Your objective –
Please rewrite only the lines from the line with "Worksheet item 7: Locate every instance of the young" to the line with "[0,0,1024,1008]", both included, keeping the requests unchanged. Scale every bounding-box coordinate in the answers by 0.95 and round each to a whole number, with halves rounded up.

Data for object detection –
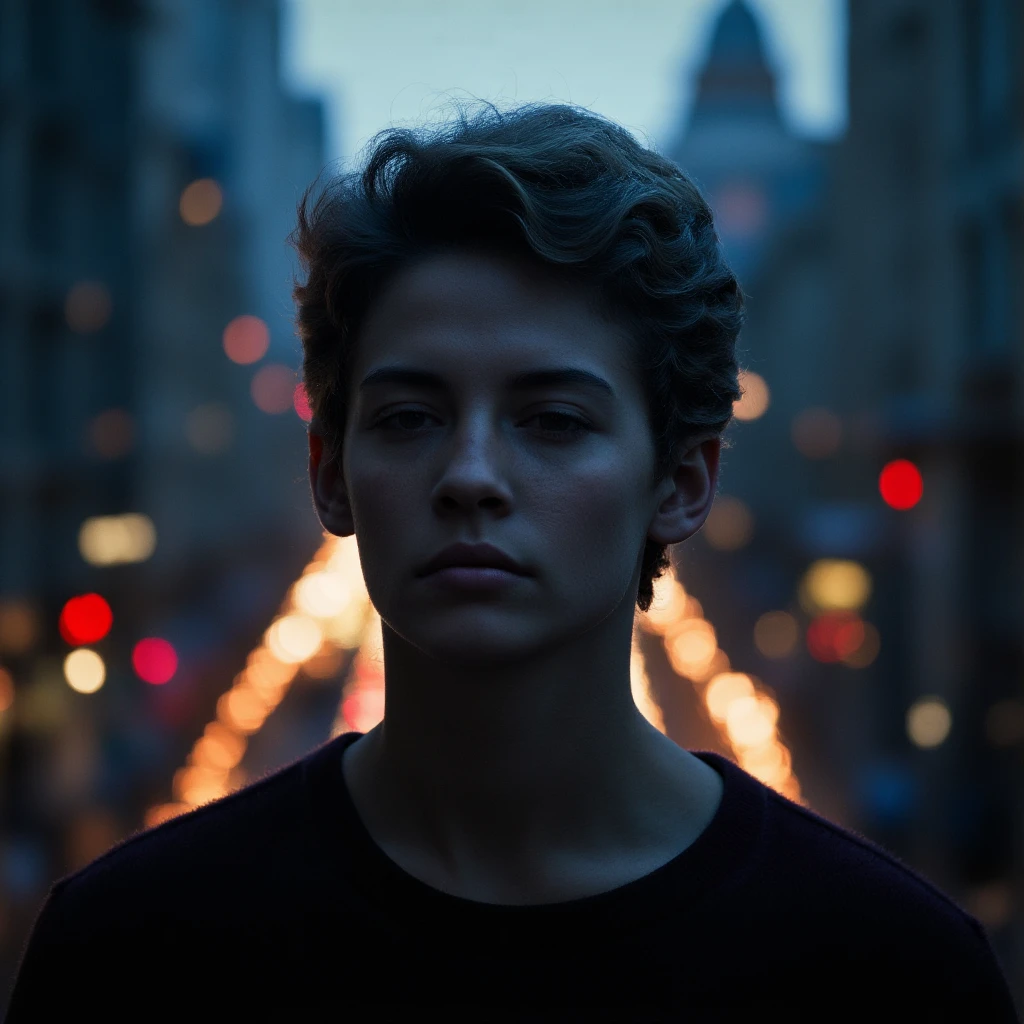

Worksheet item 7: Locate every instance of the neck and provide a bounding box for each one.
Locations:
[345,606,721,877]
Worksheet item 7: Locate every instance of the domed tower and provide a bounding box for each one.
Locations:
[667,0,824,285]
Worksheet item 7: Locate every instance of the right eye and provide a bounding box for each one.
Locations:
[374,409,430,433]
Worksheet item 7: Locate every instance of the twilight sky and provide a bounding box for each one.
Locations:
[284,0,846,164]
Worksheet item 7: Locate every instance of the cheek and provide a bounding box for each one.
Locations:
[538,465,645,580]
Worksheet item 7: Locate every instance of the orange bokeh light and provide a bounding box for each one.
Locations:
[223,314,270,366]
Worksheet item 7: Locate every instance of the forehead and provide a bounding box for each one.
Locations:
[354,251,634,381]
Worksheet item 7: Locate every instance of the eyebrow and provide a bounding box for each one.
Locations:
[359,367,615,398]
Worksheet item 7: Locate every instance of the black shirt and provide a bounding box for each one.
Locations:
[7,733,1018,1024]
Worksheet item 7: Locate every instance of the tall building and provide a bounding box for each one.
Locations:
[836,0,1024,1001]
[665,0,847,821]
[0,0,324,999]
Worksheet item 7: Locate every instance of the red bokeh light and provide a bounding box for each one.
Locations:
[57,594,114,647]
[131,637,178,686]
[807,611,864,663]
[879,459,925,511]
[223,315,270,366]
[292,381,313,423]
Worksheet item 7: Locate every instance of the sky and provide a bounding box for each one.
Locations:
[283,0,846,172]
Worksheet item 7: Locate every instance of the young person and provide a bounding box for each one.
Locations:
[9,105,1016,1022]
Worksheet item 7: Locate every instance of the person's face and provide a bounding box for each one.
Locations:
[310,252,718,662]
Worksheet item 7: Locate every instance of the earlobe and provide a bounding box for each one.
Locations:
[308,429,355,537]
[647,435,722,545]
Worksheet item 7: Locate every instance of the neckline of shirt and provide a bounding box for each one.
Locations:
[304,732,767,940]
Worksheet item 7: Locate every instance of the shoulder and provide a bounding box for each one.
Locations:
[48,745,315,913]
[762,791,988,956]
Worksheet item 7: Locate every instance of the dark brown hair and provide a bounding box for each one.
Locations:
[292,103,743,611]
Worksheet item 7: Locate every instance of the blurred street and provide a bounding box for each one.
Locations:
[0,0,1024,1008]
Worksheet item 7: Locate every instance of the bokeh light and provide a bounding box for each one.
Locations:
[292,569,355,618]
[250,362,295,416]
[178,178,224,227]
[57,594,114,646]
[665,618,718,680]
[791,407,843,459]
[265,613,324,665]
[754,611,800,657]
[800,558,871,615]
[906,696,952,749]
[701,497,754,551]
[185,401,234,455]
[732,370,771,420]
[223,314,270,366]
[807,611,865,664]
[292,381,313,423]
[63,647,106,693]
[131,637,178,686]
[65,281,113,334]
[705,672,754,723]
[879,459,925,512]
[88,409,135,459]
[725,693,778,749]
[0,665,14,715]
[78,512,157,565]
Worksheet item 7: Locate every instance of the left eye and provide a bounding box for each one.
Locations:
[376,409,589,437]
[527,413,587,434]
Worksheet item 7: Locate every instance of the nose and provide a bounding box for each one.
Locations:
[432,411,512,514]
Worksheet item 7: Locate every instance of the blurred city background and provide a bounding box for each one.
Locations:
[0,0,1024,1005]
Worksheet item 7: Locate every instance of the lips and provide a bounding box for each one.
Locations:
[417,543,529,577]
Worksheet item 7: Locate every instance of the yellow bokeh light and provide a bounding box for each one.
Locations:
[78,513,157,565]
[191,722,246,771]
[292,571,355,618]
[800,558,871,615]
[63,647,106,693]
[732,370,771,420]
[754,611,800,657]
[302,643,345,679]
[906,696,953,748]
[705,672,754,724]
[641,572,687,633]
[725,693,778,748]
[217,686,267,735]
[171,765,227,807]
[178,178,224,227]
[738,739,793,788]
[265,613,324,665]
[701,497,754,551]
[324,597,373,650]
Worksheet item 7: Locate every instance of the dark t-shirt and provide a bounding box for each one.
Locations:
[7,733,1018,1024]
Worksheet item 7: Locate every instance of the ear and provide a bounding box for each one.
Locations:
[308,417,355,537]
[647,435,722,545]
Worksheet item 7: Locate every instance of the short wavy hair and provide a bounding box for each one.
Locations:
[291,102,743,611]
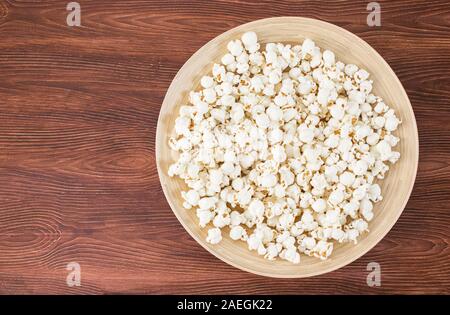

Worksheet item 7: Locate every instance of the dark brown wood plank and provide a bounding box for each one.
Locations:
[0,0,450,294]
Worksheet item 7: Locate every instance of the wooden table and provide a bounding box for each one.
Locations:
[0,0,450,294]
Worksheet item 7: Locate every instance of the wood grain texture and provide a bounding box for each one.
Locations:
[0,0,450,294]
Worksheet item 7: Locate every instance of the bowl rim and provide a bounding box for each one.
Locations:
[155,16,419,278]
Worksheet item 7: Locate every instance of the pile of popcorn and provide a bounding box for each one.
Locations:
[168,32,400,263]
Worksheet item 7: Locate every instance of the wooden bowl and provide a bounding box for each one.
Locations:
[156,17,419,278]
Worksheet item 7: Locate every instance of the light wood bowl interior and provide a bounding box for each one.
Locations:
[156,17,419,278]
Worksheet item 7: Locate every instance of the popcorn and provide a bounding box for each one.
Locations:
[206,228,222,244]
[168,32,401,264]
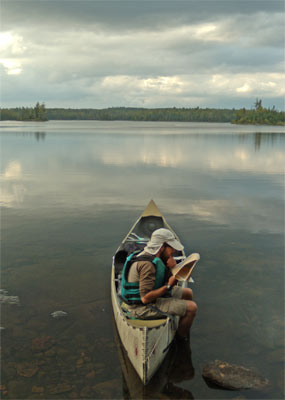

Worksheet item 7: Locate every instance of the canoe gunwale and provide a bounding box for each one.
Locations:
[111,201,185,385]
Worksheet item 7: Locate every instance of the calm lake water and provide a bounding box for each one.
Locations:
[0,121,285,399]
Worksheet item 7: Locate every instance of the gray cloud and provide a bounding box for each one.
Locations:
[0,0,284,108]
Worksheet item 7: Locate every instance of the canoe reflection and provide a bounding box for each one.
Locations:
[114,326,195,400]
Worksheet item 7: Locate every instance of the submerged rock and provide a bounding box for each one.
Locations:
[17,362,39,378]
[202,360,269,390]
[48,383,72,394]
[0,289,20,306]
[51,311,68,318]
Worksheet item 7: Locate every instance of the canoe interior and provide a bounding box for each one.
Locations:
[114,215,183,276]
[111,201,185,385]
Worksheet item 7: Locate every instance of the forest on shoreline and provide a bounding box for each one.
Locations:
[0,99,285,125]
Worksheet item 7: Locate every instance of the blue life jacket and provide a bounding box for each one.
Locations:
[121,250,166,304]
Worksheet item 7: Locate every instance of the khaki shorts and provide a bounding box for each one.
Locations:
[127,286,187,319]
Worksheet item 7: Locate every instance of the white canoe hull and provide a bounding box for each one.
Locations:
[111,264,178,384]
[111,201,185,385]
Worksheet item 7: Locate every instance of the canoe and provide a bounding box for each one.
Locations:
[111,200,185,385]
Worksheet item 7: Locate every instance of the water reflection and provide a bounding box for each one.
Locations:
[1,121,285,399]
[113,326,195,400]
[1,121,285,232]
[35,132,46,141]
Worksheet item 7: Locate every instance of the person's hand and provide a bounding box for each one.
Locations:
[166,257,177,268]
[168,276,177,286]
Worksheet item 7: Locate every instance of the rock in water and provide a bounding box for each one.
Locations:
[0,289,20,306]
[51,311,68,318]
[202,360,269,390]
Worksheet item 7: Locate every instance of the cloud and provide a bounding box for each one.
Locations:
[0,0,284,108]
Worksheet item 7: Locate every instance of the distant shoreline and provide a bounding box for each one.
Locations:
[0,106,285,126]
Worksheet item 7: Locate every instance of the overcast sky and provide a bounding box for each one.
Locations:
[0,0,285,109]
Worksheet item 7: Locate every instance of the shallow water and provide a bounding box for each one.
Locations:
[0,121,285,399]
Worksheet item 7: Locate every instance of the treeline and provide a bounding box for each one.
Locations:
[47,107,235,122]
[232,99,285,125]
[1,99,285,125]
[0,102,48,121]
[1,107,236,122]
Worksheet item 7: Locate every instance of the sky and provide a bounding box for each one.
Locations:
[0,0,285,110]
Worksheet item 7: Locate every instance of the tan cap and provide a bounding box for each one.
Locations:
[144,228,184,255]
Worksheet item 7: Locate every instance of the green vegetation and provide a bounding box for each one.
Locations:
[0,99,285,125]
[0,102,48,121]
[232,99,285,125]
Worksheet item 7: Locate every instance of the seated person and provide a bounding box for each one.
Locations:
[122,228,197,339]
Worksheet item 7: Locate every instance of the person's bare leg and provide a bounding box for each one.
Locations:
[177,301,198,338]
[181,288,193,300]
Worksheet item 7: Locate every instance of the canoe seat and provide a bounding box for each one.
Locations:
[128,318,167,328]
[121,302,167,328]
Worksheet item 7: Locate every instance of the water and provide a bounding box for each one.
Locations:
[0,121,285,399]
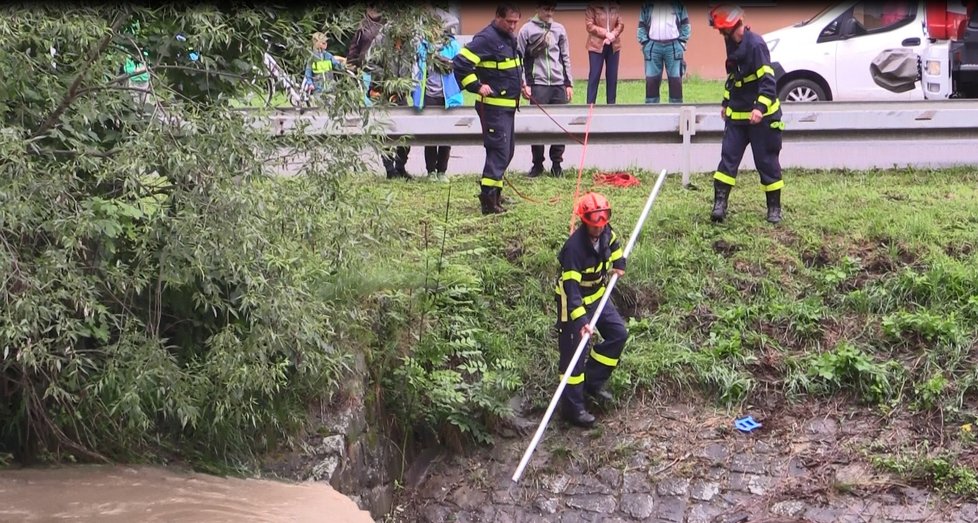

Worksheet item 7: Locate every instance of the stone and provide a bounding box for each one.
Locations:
[805,418,839,441]
[540,474,571,494]
[655,496,686,523]
[421,505,452,523]
[316,434,346,456]
[804,507,843,523]
[308,456,340,483]
[788,456,808,478]
[621,472,652,494]
[533,498,560,514]
[883,505,929,522]
[730,454,767,475]
[619,494,655,520]
[452,485,486,510]
[567,495,617,514]
[686,504,726,523]
[362,485,394,518]
[598,467,622,489]
[696,443,729,465]
[689,481,720,501]
[655,478,689,497]
[957,503,978,523]
[564,476,612,496]
[771,501,805,518]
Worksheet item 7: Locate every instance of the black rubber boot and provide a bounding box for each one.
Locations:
[563,409,595,429]
[492,189,506,214]
[550,162,564,178]
[710,180,730,223]
[764,189,781,223]
[479,193,496,216]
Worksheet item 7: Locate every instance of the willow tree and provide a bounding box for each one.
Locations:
[0,3,400,459]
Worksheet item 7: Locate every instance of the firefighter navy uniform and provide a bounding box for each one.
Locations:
[713,28,784,201]
[556,225,628,424]
[452,23,523,214]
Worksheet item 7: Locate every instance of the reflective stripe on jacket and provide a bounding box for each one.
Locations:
[554,225,625,328]
[723,29,781,124]
[452,23,523,110]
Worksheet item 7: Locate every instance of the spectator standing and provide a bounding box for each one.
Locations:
[411,7,464,182]
[584,2,625,104]
[638,0,692,104]
[516,0,574,178]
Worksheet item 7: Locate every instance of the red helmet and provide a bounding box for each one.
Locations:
[574,192,611,227]
[710,4,744,29]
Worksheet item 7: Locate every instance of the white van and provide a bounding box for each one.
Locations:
[763,0,930,102]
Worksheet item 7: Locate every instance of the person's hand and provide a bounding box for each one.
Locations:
[581,323,594,338]
[750,109,764,125]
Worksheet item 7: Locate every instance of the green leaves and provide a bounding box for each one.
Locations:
[0,5,389,460]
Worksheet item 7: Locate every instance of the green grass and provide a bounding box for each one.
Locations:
[365,169,978,423]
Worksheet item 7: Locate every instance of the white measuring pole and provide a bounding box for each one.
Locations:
[513,169,666,483]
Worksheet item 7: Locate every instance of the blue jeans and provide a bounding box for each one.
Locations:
[587,44,621,105]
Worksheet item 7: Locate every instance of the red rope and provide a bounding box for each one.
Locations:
[568,103,594,233]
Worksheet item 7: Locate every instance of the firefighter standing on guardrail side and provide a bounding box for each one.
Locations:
[452,4,525,214]
[709,4,784,223]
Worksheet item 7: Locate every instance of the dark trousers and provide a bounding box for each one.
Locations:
[424,95,452,174]
[557,300,628,414]
[380,96,411,177]
[587,44,621,104]
[713,119,782,191]
[475,102,516,199]
[530,85,567,165]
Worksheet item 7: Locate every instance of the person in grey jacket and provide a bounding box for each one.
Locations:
[516,0,574,177]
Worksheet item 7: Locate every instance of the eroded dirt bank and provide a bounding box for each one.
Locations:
[395,400,978,523]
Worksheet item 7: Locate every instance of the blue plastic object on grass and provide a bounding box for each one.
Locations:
[734,416,761,434]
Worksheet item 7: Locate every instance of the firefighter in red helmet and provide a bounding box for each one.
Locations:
[709,4,784,223]
[556,192,628,427]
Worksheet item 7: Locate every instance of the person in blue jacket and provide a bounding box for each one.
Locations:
[638,0,692,104]
[411,8,464,182]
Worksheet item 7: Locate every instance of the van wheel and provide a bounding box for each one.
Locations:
[778,78,828,102]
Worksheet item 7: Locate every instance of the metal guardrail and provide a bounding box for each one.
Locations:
[242,100,978,183]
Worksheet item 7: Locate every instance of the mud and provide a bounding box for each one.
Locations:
[390,399,978,523]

Answer to the task –
Worksheet item 7: Locate every instance of the young person and provide a bounding box for each one.
Locations:
[9,100,965,971]
Worksheet item 7: Locate every instance of the person's face and provide a bounding box for each one.
Locations:
[295,239,682,629]
Worksheet item 7: Locate every instance of the earlobe and provide a bounding box for each one.
Locations:
[293,408,337,510]
[615,413,686,518]
Worksheet item 7: Locate every instance of the neckline of shirt and provide a bounding box for each one.
Locations:
[289,695,729,893]
Worksheet item 7: Locate every instance of the shoulder and provide a bounding box for each one.
Locations:
[46,708,299,867]
[724,751,939,908]
Worksheet item 7: Locate every instance of the dark brown hair and provide a bounding box for each one.
Locations:
[277,98,706,580]
Worksheet item 7: Locate every instance of the blurred street and provide a bounding box for each one.
Locations:
[0,0,973,958]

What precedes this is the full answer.